**WHAT IS REQUIRED:** Copy out everything from the start of the records below down to the line containing "186L894 177L890 264L835", including that line.

** DATA TO USE follows **

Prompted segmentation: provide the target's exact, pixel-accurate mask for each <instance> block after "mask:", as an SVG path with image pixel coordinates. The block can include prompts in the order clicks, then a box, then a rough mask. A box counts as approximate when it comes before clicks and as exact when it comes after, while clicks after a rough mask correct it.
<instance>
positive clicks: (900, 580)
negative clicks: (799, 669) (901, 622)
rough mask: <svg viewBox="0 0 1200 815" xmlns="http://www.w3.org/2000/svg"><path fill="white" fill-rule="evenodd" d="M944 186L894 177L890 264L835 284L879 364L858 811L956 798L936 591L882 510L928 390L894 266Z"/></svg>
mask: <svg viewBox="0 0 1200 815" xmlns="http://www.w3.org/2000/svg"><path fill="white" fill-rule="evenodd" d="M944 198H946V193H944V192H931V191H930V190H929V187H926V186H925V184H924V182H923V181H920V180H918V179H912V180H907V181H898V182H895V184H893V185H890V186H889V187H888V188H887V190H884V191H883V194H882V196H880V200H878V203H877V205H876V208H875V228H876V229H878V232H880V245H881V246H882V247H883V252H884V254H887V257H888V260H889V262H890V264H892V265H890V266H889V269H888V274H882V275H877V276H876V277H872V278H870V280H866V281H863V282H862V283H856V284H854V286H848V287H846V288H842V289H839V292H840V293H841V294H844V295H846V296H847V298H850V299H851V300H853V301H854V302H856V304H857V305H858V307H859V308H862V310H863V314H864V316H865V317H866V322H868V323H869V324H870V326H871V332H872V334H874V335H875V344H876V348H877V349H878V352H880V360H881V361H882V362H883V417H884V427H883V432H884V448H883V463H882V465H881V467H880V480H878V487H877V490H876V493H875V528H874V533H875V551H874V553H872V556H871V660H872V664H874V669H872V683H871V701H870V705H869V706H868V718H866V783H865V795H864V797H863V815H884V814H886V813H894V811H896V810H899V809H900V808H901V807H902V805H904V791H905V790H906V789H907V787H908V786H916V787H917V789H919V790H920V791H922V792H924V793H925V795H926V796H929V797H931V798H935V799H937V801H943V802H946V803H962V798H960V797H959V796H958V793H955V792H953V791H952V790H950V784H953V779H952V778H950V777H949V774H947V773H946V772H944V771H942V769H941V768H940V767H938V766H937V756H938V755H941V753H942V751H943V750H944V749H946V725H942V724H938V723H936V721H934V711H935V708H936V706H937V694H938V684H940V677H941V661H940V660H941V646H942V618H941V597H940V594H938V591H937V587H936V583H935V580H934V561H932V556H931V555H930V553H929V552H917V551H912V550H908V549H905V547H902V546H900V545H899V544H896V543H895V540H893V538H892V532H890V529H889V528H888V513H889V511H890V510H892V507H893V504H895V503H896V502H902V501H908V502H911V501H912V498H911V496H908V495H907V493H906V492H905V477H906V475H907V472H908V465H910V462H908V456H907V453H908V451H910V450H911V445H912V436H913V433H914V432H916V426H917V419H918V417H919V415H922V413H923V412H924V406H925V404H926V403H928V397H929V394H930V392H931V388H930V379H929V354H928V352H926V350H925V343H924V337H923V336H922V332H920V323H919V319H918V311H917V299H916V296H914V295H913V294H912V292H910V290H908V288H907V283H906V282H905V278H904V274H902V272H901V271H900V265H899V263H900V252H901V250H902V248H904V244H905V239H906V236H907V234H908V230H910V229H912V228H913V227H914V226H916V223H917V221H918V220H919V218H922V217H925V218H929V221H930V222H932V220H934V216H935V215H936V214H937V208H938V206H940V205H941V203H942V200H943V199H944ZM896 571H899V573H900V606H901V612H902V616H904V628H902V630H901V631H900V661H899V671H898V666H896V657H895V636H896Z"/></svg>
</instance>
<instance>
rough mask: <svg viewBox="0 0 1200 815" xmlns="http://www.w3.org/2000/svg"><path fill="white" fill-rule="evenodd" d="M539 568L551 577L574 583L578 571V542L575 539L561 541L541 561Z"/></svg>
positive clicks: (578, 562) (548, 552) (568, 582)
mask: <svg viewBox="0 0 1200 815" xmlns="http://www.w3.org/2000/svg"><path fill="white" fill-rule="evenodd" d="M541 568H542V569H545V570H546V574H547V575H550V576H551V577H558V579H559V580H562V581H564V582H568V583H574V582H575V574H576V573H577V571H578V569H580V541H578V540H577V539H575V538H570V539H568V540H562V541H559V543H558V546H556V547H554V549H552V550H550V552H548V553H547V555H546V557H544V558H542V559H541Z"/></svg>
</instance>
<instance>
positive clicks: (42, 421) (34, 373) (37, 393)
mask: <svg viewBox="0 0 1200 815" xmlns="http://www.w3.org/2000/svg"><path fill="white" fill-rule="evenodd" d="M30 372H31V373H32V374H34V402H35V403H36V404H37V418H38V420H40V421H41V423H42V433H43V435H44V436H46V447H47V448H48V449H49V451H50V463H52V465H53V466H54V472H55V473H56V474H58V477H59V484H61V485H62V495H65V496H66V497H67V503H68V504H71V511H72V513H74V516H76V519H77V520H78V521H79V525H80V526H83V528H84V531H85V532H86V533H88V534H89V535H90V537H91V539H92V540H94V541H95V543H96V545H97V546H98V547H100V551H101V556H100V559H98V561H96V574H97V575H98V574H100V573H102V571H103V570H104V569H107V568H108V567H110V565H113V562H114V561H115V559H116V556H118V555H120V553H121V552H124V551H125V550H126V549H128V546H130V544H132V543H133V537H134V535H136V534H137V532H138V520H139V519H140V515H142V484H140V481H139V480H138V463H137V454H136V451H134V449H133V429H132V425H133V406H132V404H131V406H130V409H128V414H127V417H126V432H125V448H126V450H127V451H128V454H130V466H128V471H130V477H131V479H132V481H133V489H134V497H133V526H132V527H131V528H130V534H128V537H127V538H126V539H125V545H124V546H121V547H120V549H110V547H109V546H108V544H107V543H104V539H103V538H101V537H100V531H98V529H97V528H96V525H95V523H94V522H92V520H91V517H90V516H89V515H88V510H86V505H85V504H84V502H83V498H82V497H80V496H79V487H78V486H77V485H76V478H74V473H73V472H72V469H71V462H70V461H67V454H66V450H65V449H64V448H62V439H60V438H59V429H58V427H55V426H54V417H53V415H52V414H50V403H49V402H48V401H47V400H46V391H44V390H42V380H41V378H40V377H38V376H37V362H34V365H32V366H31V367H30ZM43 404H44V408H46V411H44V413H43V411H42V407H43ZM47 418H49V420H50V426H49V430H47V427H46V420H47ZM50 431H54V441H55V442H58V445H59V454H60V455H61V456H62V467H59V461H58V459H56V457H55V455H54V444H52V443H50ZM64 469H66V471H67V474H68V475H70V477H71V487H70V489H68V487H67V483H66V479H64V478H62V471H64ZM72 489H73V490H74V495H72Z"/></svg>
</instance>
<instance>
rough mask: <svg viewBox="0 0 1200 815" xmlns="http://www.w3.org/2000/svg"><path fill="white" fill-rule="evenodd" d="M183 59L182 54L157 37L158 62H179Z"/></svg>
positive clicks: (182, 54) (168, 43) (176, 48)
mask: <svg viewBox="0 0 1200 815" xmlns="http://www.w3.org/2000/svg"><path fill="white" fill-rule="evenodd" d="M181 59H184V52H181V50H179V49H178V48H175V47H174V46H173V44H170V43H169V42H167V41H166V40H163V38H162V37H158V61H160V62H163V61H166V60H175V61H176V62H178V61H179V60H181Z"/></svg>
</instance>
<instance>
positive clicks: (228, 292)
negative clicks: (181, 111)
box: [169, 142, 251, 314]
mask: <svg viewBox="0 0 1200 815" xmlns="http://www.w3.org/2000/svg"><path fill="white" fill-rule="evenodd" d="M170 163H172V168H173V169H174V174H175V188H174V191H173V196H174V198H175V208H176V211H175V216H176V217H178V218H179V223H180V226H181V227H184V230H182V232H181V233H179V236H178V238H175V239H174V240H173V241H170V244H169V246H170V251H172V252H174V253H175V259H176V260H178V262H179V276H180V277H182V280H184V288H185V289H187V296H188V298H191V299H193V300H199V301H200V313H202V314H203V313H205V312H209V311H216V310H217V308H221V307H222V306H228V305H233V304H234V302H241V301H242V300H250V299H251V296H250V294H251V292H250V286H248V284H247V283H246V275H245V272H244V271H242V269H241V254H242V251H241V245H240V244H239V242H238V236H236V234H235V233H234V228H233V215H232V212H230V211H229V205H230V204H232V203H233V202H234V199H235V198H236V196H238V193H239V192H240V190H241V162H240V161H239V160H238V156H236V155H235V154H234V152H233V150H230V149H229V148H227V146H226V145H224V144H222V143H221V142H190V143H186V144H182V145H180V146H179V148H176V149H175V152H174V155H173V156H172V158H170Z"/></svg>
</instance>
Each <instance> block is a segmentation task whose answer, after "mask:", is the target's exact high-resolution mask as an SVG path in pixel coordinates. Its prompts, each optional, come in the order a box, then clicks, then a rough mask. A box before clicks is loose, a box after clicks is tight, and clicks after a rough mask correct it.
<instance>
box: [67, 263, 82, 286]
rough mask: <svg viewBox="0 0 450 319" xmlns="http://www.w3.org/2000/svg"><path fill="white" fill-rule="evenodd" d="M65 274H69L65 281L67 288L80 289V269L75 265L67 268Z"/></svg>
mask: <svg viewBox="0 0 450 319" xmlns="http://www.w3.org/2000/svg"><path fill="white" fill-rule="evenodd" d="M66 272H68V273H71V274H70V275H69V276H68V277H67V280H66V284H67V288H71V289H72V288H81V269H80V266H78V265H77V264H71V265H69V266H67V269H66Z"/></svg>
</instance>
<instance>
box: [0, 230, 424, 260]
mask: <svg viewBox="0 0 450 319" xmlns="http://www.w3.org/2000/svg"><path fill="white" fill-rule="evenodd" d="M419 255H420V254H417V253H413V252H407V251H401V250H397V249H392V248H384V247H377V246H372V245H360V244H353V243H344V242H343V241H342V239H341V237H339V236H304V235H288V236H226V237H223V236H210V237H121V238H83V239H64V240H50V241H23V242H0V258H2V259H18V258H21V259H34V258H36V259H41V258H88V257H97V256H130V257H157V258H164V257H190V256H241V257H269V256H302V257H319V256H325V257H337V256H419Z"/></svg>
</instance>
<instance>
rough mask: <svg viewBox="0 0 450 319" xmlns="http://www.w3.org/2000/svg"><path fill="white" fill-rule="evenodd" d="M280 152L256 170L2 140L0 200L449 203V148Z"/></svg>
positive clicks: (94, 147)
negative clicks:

** End of DATA TO USE **

**OUTPUT OF THE EXERCISE:**
Prompted segmentation: provide the target's exact, pixel-accurate mask for each <instance> block after "mask:", as an SVG path with image pixel coordinates. The block can include prompts in the order clicks, then a box, then a rough mask. A box counts as approximate when it comes before clicks and as exact when it comes after, while clicks after a rough mask correct it.
<instance>
positive clicks: (900, 580)
negative clicks: (799, 669) (901, 622)
rough mask: <svg viewBox="0 0 1200 815" xmlns="http://www.w3.org/2000/svg"><path fill="white" fill-rule="evenodd" d="M944 186L894 177L890 264L835 284L879 364L858 811L956 798L936 591L882 510L928 390L894 266Z"/></svg>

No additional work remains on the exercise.